• **JOB**
Convert every line of the items below into a JSON list of strings, one string per line, with blank lines dropped. Leave the pictures out of your answer.

• • •

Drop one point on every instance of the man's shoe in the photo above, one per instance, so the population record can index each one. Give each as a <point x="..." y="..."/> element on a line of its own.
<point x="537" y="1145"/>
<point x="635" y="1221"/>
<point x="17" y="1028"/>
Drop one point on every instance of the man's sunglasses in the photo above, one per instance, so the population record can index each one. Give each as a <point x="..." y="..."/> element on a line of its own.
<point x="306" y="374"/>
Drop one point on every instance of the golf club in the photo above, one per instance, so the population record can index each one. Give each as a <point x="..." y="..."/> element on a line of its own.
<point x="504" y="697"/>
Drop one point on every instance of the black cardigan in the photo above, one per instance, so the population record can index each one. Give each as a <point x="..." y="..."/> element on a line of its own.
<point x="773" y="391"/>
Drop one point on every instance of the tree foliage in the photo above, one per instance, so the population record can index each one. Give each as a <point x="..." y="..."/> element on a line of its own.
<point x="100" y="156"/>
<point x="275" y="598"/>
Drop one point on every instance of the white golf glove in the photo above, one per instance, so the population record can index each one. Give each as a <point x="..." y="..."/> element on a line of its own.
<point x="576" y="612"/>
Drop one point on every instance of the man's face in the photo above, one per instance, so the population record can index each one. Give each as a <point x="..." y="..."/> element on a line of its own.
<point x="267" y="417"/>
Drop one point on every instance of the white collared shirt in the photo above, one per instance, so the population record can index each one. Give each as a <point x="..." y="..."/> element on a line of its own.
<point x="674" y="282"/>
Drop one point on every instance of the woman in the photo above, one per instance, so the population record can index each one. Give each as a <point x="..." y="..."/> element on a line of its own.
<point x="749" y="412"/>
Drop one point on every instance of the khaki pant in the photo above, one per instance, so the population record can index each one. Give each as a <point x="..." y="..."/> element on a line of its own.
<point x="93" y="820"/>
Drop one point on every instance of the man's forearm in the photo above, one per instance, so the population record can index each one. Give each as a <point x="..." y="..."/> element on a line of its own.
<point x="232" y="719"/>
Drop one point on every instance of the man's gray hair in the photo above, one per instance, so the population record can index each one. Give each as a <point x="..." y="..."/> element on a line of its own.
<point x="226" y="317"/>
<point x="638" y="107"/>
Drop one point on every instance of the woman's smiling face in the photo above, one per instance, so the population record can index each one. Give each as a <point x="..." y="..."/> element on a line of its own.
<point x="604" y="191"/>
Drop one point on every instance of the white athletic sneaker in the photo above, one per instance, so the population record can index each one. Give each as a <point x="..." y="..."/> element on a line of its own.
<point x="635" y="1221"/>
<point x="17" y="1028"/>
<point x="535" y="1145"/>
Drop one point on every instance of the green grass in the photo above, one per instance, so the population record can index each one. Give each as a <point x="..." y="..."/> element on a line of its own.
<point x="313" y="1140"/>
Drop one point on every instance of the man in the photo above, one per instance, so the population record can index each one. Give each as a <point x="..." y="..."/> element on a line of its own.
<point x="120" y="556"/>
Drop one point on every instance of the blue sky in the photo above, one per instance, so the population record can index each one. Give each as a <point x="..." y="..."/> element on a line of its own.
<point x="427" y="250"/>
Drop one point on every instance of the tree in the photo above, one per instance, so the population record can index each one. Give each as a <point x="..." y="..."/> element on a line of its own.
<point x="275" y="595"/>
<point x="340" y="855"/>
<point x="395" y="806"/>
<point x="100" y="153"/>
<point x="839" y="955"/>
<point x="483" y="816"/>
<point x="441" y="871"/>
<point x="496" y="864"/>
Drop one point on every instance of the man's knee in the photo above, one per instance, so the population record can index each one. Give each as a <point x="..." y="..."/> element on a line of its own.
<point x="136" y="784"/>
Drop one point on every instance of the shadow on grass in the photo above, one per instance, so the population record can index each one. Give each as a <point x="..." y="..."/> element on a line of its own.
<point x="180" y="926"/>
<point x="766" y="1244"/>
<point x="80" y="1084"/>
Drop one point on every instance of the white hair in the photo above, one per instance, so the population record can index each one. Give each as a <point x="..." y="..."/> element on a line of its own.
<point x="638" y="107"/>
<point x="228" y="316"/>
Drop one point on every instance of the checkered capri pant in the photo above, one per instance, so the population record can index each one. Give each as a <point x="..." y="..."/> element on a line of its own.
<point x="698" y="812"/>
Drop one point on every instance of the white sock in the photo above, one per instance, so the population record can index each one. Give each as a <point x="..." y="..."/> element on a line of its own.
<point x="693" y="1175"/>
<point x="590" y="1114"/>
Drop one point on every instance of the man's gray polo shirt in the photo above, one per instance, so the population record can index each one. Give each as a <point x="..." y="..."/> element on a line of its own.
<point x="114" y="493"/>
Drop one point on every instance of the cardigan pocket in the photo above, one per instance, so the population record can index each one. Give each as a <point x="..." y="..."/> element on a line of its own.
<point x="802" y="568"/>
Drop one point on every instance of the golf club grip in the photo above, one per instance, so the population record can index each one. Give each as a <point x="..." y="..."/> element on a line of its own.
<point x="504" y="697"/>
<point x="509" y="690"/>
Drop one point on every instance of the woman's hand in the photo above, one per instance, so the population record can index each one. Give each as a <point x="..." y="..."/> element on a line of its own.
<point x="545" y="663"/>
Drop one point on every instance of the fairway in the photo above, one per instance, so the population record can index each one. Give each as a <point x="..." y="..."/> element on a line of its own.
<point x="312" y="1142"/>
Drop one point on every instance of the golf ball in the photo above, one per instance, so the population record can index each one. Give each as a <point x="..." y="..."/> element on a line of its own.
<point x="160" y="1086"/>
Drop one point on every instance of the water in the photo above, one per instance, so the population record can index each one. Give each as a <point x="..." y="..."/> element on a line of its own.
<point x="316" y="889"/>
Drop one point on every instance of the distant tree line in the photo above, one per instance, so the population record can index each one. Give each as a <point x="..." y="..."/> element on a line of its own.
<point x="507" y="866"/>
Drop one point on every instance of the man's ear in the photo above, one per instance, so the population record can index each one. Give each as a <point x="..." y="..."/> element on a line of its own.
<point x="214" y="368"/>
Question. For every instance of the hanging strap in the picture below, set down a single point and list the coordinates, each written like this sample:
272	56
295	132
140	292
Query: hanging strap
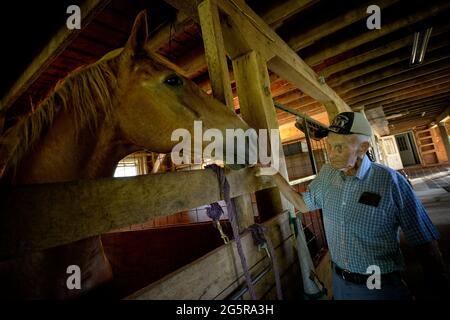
214	211
263	242
225	188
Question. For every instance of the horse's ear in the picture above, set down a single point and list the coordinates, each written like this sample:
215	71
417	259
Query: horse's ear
139	33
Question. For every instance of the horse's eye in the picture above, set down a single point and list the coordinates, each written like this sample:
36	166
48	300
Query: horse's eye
173	80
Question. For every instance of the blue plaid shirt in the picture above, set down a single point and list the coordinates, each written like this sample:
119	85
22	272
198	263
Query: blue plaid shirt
358	234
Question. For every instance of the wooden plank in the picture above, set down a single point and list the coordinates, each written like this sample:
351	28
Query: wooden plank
215	52
302	40
406	90
51	51
37	217
401	72
217	274
221	89
257	110
418	94
443	115
384	63
284	11
249	28
367	36
402	85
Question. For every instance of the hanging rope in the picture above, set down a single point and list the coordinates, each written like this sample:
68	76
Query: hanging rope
263	242
225	190
215	212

• • •

• **RESPONSE TO THIS EXERCISE**
[
  "Drop one point on every instance of the man's shoe in the photo above, one per instance, so the population record can index each one. Give each as a <point x=\"...\" y=\"...\"/> element on a line of its own.",
  "<point x=\"537\" y=\"1145\"/>",
  "<point x=\"635\" y=\"1221\"/>",
  "<point x=\"17\" y=\"1028\"/>",
  "Drop one point on every instance of the man's sunglasses in the photo above, one per instance, so the population record can index each one. Give each as a <point x=\"...\" y=\"...\"/> element on a line of its own.",
  "<point x=\"306\" y=\"374\"/>",
  "Drop one point on every instance of the golf club in the photo above, one per instance, so the population record can index each one. Give each as a <point x=\"...\" y=\"...\"/> element on a line of its own.",
  "<point x=\"504\" y=\"697\"/>",
  "Drop one point on every instance of the black cardigan in the photo above, one per instance, so the population record can index each one. Give each as a <point x=\"...\" y=\"...\"/> element on a line of its own.",
  "<point x=\"773\" y=\"391\"/>",
  "Drop one point on every instance of the tree foliage in the photo above, one per instance, so the population record can index each one. Give each as a <point x=\"...\" y=\"...\"/> element on a line of its own.",
  "<point x=\"100\" y=\"156\"/>",
  "<point x=\"275\" y=\"598\"/>",
  "Drop one point on every instance of the white golf glove in the photo above, one per instance, so the population record can index each one. Give each as a <point x=\"...\" y=\"...\"/> element on a line of its own.",
  "<point x=\"576\" y=\"612\"/>",
  "Drop one point on every instance of the man's face in the photo above, one per instance, so the population record can index each one. Give each as a <point x=\"...\" y=\"...\"/> element on a line of its own.",
  "<point x=\"267\" y=\"417\"/>",
  "Drop one point on every instance of the white collared shirt in the photo above, one per instance, so the population record can index each one. Give each as a <point x=\"...\" y=\"...\"/> element on a line of its own.",
  "<point x=\"674\" y=\"282\"/>",
  "Drop one point on every instance of the woman in the photo above, one per instance, so the population record can index each one. Give each as a <point x=\"...\" y=\"...\"/> element on a line of its own.",
  "<point x=\"749\" y=\"412\"/>",
  "Drop one point on every instance of the khaki pant in the photo above, one per instance, so the population record can index each one. Give each as a <point x=\"...\" y=\"...\"/> element on a line of its own.",
  "<point x=\"93\" y=\"820\"/>",
  "Drop one point on every instance of the man's forearm in the photo above, one per instance, so the population record can index each one. Give each as a <point x=\"...\" y=\"...\"/> element on a line of its own.",
  "<point x=\"232\" y=\"719\"/>",
  "Drop one point on every instance of the man's gray hair in the photo above, one per instance, so the population record can index each one. Give each as a <point x=\"...\" y=\"...\"/> element on a line of its own.",
  "<point x=\"226\" y=\"317\"/>",
  "<point x=\"638\" y=\"107\"/>",
  "Drop one point on every instance of the woman's smiling face in the photo above, one per instance, so the population record can index each one. Give each as a <point x=\"...\" y=\"...\"/> element on a line of its own.",
  "<point x=\"604\" y=\"191\"/>",
  "Drop one point on every instance of the white athletic sneaker in the photo above, one per instance, so the population record can index each one. Give each as a <point x=\"...\" y=\"...\"/> element on a line of its own.",
  "<point x=\"635\" y=\"1221\"/>",
  "<point x=\"17\" y=\"1028\"/>",
  "<point x=\"535\" y=\"1145\"/>",
  "Drop one point on every instance of the green grass in the photo above, one per instance, so the population record can index each one. Give each as a <point x=\"...\" y=\"...\"/> element on a line of its own.",
  "<point x=\"313\" y=\"1140\"/>",
  "Drop one point on every instance of the man in the photo above, one per instance, so the population record can index each one. Give each as a <point x=\"...\" y=\"...\"/> element on a line of its own.",
  "<point x=\"120\" y=\"556\"/>",
  "Drop one point on every instance of the blue sky in the photo above, one per instance, so the population record can index each one. Give each as a <point x=\"...\" y=\"...\"/> element on a line of its own.",
  "<point x=\"427\" y=\"250\"/>",
  "Drop one point on every instance of the tree in the photo above, one per instance, so the population record can index each one. Give each as a <point x=\"...\" y=\"...\"/> element on a line of its own.",
  "<point x=\"275\" y=\"595\"/>",
  "<point x=\"340\" y=\"855\"/>",
  "<point x=\"395\" y=\"806\"/>",
  "<point x=\"100\" y=\"153\"/>",
  "<point x=\"839\" y=\"955\"/>",
  "<point x=\"483\" y=\"816\"/>",
  "<point x=\"441\" y=\"871\"/>",
  "<point x=\"496\" y=\"864\"/>",
  "Drop one point on every instance of the man's knee in the photo above, one per instance, so the population record can index each one. Give each as a <point x=\"...\" y=\"...\"/> element on a line of its own.",
  "<point x=\"136\" y=\"784\"/>",
  "Drop one point on every instance of the shadow on grass in the photo above, one per instance, so the population record can index each one. Give each as a <point x=\"...\" y=\"...\"/> element on a line of its own.",
  "<point x=\"180\" y=\"926\"/>",
  "<point x=\"766\" y=\"1244\"/>",
  "<point x=\"80\" y=\"1084\"/>",
  "Drop one point on every instance of the white hair in the photo above, one per instance, so the population record can index each one. Give each as a <point x=\"...\" y=\"...\"/> element on a line of its own.",
  "<point x=\"638\" y=\"107\"/>",
  "<point x=\"228\" y=\"316\"/>",
  "Drop one point on every instance of the checkered capri pant in the photo above, one per instance, so the population record can index each one. Give each as a <point x=\"...\" y=\"...\"/> element on a line of its own.",
  "<point x=\"698\" y=\"812\"/>",
  "Drop one point on every instance of the white sock in the photo above, one per instance, so the population record can index each one. Give each as a <point x=\"...\" y=\"...\"/> element on a line of its own.",
  "<point x=\"693\" y=\"1175\"/>",
  "<point x=\"590\" y=\"1114\"/>",
  "Drop one point on every instance of the man's gray polo shirt in the photo above, one per instance, so the population record can index each one. Give each as a <point x=\"...\" y=\"...\"/> element on a line of its own.",
  "<point x=\"114\" y=\"493\"/>",
  "Drop one point on every instance of the cardigan pocket in the photo above, one per instance, so the population record can index each one. Give each as a <point x=\"...\" y=\"...\"/> element on a line of its own.",
  "<point x=\"802\" y=\"568\"/>",
  "Drop one point on every instance of the golf club grip in the photo above, one per instance, so the population record can index each one. Give each as a <point x=\"...\" y=\"...\"/> element on a line of its own.",
  "<point x=\"504\" y=\"697\"/>",
  "<point x=\"509\" y=\"690\"/>",
  "Drop one point on every instance of the woman's hand in the photo above, one per instance, so the population record can index each one. Give each as a <point x=\"...\" y=\"...\"/> element on a line of its own.",
  "<point x=\"545\" y=\"663\"/>",
  "Drop one point on every instance of the fairway in the photo above, one per instance, so the population record can index each one. Give each as a <point x=\"...\" y=\"...\"/> element on a line of its own.",
  "<point x=\"312\" y=\"1142\"/>",
  "Drop one point on every instance of the golf ball in the photo above, one per instance, so the population record can index each one. Give each as a <point x=\"...\" y=\"...\"/> element on a line of its own.",
  "<point x=\"160\" y=\"1086\"/>",
  "Drop one point on every instance of the water in the photo above, one per instance, so the population record can index each one. Give each as a <point x=\"...\" y=\"...\"/> element on a line of its own.",
  "<point x=\"316\" y=\"889\"/>",
  "Drop one point on every instance of the distant tree line in the photo above, one per instance, so the population record can index each one. Give each as a <point x=\"...\" y=\"...\"/> element on a line of its own.",
  "<point x=\"507\" y=\"866\"/>",
  "Drop one point on every instance of the man's ear in the photo above, one per instance, so the population record can index each one. Give each as a <point x=\"...\" y=\"...\"/> element on a line of its own.",
  "<point x=\"214\" y=\"368\"/>",
  "Question. For every instance of the hanging strap in the picture below, set down a single point and list the coordinates, each written like this sample:",
  "272\t56",
  "295\t132",
  "140\t292",
  "Query: hanging strap",
  "214\t211",
  "263\t242",
  "225\t188",
  "Question. For every instance of the horse's ear in the picture above, set down a single point and list the coordinates, each written like this sample:",
  "215\t71",
  "417\t259",
  "Query: horse's ear",
  "139\t33",
  "Question. For every instance of the horse's eye in the picture above, set down a single point and list the coordinates, each written like this sample:",
  "36\t166",
  "48\t300",
  "Query: horse's eye",
  "173\t80",
  "Question. For every instance of the blue plaid shirt in the picture above, set down a single point and list the coordinates, each written like this sample:",
  "119\t85",
  "22\t272",
  "198\t263",
  "Query: blue plaid shirt",
  "358\t234",
  "Question. For every instance of the wooden plank in the picture above, set down a single point and list the coordinates, each written like this sample:",
  "351\t28",
  "Query: wooden plank",
  "215\t52",
  "302\t40",
  "406\t90",
  "51\t51",
  "37\t217",
  "401\t72",
  "217\t274",
  "221\t89",
  "257\t110",
  "418\t94",
  "443\t115",
  "384\t63",
  "284\t11",
  "249\t28",
  "367\t36",
  "402\t85",
  "Question. For every instance of the hanging rope in the picture above, set down a single point and list the coordinates, each written like this sample:",
  "68\t76",
  "Query: hanging rope",
  "263\t242",
  "225\t190",
  "215\t212"
]